■ Work required ■
Only the lines that hold "tight" should be in the answer, each copied from the data below.

Stored data
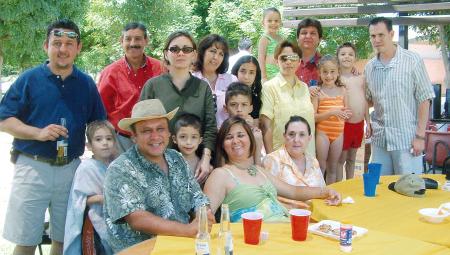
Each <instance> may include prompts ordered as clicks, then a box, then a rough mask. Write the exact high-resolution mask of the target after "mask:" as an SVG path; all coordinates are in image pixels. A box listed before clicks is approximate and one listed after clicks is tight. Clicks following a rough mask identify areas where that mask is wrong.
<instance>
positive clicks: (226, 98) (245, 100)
mask: <svg viewBox="0 0 450 255" xmlns="http://www.w3.org/2000/svg"><path fill="white" fill-rule="evenodd" d="M224 107H225V111H226V112H227V113H228V114H229V115H230V117H235V116H237V117H240V118H242V119H244V120H245V121H246V122H247V123H248V124H249V125H250V127H251V128H252V132H253V135H254V136H255V142H256V150H255V155H253V156H254V159H255V164H256V165H261V157H262V152H261V151H262V148H263V147H264V143H263V140H262V133H261V130H260V129H259V121H258V119H253V118H252V116H251V115H250V113H251V112H252V111H253V103H252V91H251V89H250V87H249V86H247V85H245V84H244V83H241V82H233V83H231V84H230V86H229V87H228V89H227V92H226V93H225V106H224Z"/></svg>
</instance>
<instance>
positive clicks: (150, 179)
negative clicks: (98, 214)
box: [104, 145, 209, 252]
mask: <svg viewBox="0 0 450 255" xmlns="http://www.w3.org/2000/svg"><path fill="white" fill-rule="evenodd" d="M164 157H165V159H166V162H167V164H168V166H169V172H168V174H166V173H164V172H163V170H161V168H160V167H159V166H158V165H157V164H154V163H152V162H150V161H148V160H147V159H146V158H144V157H143V156H142V155H141V154H140V152H139V151H138V149H137V146H136V145H135V146H133V147H131V148H130V149H129V150H128V151H126V152H125V153H123V154H122V155H121V156H120V157H119V158H117V159H116V160H115V161H113V162H112V163H111V164H110V166H109V168H108V171H107V172H106V178H105V184H104V185H105V190H104V192H105V201H104V214H105V220H106V225H107V229H108V241H109V243H110V245H111V247H112V248H113V250H114V252H119V251H121V250H123V249H125V248H127V247H129V246H132V245H134V244H136V243H139V242H142V241H144V240H147V239H149V238H152V237H154V236H155V235H154V234H151V233H141V232H139V231H135V230H133V229H132V228H131V227H130V225H128V223H126V222H125V220H124V217H125V216H127V215H129V214H131V213H133V212H136V211H148V212H151V213H152V214H154V215H157V216H159V217H161V218H163V219H167V220H172V221H178V222H181V223H188V222H189V212H190V211H191V210H192V209H194V210H196V209H197V208H198V207H200V206H202V205H205V204H208V203H209V201H208V199H207V197H206V196H205V195H204V194H203V192H202V190H201V189H200V186H199V185H198V183H197V181H196V180H195V179H194V177H193V176H192V173H191V171H190V170H189V167H188V165H187V163H186V161H185V160H184V159H183V157H182V156H181V154H180V153H178V152H177V151H175V150H172V149H167V150H166V151H165V152H164Z"/></svg>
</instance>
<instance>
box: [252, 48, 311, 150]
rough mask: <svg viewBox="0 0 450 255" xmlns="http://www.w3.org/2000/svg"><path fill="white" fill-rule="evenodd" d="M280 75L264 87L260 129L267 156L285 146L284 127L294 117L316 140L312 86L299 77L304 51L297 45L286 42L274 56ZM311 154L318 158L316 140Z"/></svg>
mask: <svg viewBox="0 0 450 255" xmlns="http://www.w3.org/2000/svg"><path fill="white" fill-rule="evenodd" d="M274 57H275V59H276V60H277V64H278V67H279V68H280V72H279V73H278V74H277V75H276V76H275V77H274V78H272V79H271V80H269V81H267V82H266V83H264V86H263V90H262V108H261V111H260V118H259V120H260V123H261V124H260V125H261V129H262V132H263V140H264V146H265V148H266V152H267V153H271V152H272V151H274V150H277V149H279V148H281V146H282V145H283V143H284V138H283V133H284V125H285V123H287V122H288V121H289V118H290V117H291V116H294V115H298V116H301V117H303V118H305V119H306V120H307V121H308V124H309V126H310V127H311V131H312V134H311V135H312V137H315V134H314V130H315V121H314V107H313V105H312V103H311V98H310V94H309V90H308V86H307V85H306V84H305V83H304V82H302V81H300V80H299V79H298V78H297V76H296V75H295V71H296V70H297V68H298V66H299V64H300V50H299V49H298V46H297V44H296V43H292V42H289V41H283V42H281V43H280V44H278V46H277V48H276V49H275V54H274ZM306 151H307V153H309V154H310V155H311V156H313V157H315V156H316V153H315V152H316V150H315V143H314V139H312V141H311V142H310V143H309V145H308V147H307V149H306Z"/></svg>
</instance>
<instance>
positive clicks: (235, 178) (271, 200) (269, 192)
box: [223, 168, 289, 222]
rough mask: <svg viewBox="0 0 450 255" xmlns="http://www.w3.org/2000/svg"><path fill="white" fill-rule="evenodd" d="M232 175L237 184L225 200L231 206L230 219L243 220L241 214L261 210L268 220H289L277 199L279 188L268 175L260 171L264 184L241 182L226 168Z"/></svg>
mask: <svg viewBox="0 0 450 255" xmlns="http://www.w3.org/2000/svg"><path fill="white" fill-rule="evenodd" d="M225 170H226V171H227V172H228V173H229V174H230V175H231V177H232V178H233V180H234V182H235V183H236V186H235V187H234V188H233V189H232V190H230V192H228V194H227V195H226V196H225V199H224V200H223V203H224V204H228V206H229V208H230V221H231V222H239V221H241V215H242V214H243V213H246V212H253V211H259V212H261V213H262V214H263V215H264V221H266V222H288V221H289V218H288V214H287V210H286V208H284V207H283V206H282V205H281V204H280V203H279V202H278V200H277V190H276V188H275V186H273V184H272V183H271V182H270V181H269V180H268V179H267V177H266V176H265V175H264V173H262V172H261V171H259V170H258V171H259V172H260V173H261V174H262V175H263V176H264V177H265V178H266V182H265V183H264V184H262V185H252V184H243V183H240V181H239V179H237V178H236V177H235V176H234V175H233V173H232V172H231V171H230V170H229V169H227V168H225Z"/></svg>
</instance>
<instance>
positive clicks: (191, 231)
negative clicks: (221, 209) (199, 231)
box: [187, 208, 216, 237]
mask: <svg viewBox="0 0 450 255" xmlns="http://www.w3.org/2000/svg"><path fill="white" fill-rule="evenodd" d="M206 212H207V216H208V233H211V229H212V225H213V224H214V223H216V219H215V217H214V214H213V213H212V211H211V209H209V208H208V210H207V211H206ZM199 220H200V219H199V215H198V214H197V215H196V216H195V218H194V220H193V221H191V223H189V224H188V225H187V227H188V233H189V234H188V235H187V236H190V237H196V236H197V233H198V226H199V225H198V221H199Z"/></svg>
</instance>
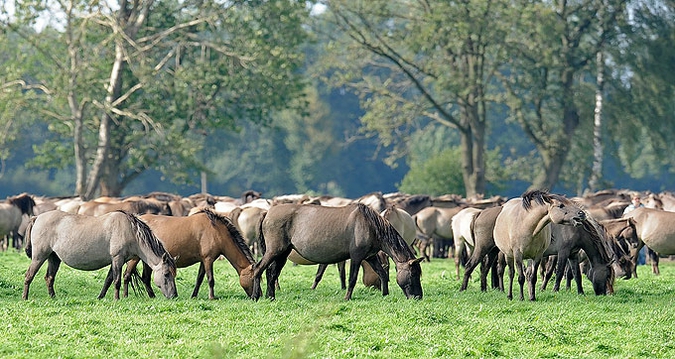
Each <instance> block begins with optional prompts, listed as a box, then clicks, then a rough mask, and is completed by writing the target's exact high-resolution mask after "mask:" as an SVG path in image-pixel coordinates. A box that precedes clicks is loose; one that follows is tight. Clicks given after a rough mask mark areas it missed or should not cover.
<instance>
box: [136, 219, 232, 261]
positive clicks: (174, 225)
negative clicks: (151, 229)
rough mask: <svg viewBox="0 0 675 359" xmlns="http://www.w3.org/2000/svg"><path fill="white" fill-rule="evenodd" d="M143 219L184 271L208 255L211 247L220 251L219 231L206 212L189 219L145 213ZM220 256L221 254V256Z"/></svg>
mask: <svg viewBox="0 0 675 359" xmlns="http://www.w3.org/2000/svg"><path fill="white" fill-rule="evenodd" d="M140 218H141V219H142V220H143V221H144V222H145V223H147V224H148V226H149V227H150V229H152V232H153V233H155V235H156V236H157V238H159V240H160V241H162V244H164V247H165V248H166V250H167V252H169V253H170V254H171V256H173V257H177V260H176V266H177V267H179V268H184V267H187V266H190V265H192V264H195V263H197V262H199V261H201V259H202V258H203V257H204V256H207V255H208V253H204V252H205V251H207V252H208V249H209V248H218V246H217V243H216V237H217V236H216V235H215V234H214V231H216V228H214V226H213V225H212V224H211V222H210V221H209V219H208V218H207V217H206V215H205V214H204V212H199V213H195V214H193V215H191V216H187V217H173V216H166V215H159V214H143V215H141V216H140ZM218 254H220V252H219V253H218Z"/></svg>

■ Exercise solution ■
Each <instance> may include prompts ordered as clicks, then a box, then a rough mask. Write the exact high-resolution mask of the target after "mask:" as an SVG path; all coordinates are in image pixels. A box listed before clicks is approximate and one listed after clicks is tight. Clicks following a rough mask identify areas where that mask is wrong.
Each <instance> block begins with optional prompts, listed as a box, then clicks, then a rough mask, and is completed by writing the target's exact high-resolution mask after "mask:" as an SVG path in image-pixel coordinates. A box that precedes clicks is loose; one that follows is tight. Clicks given after a rough mask mark areas it missed or should not cover.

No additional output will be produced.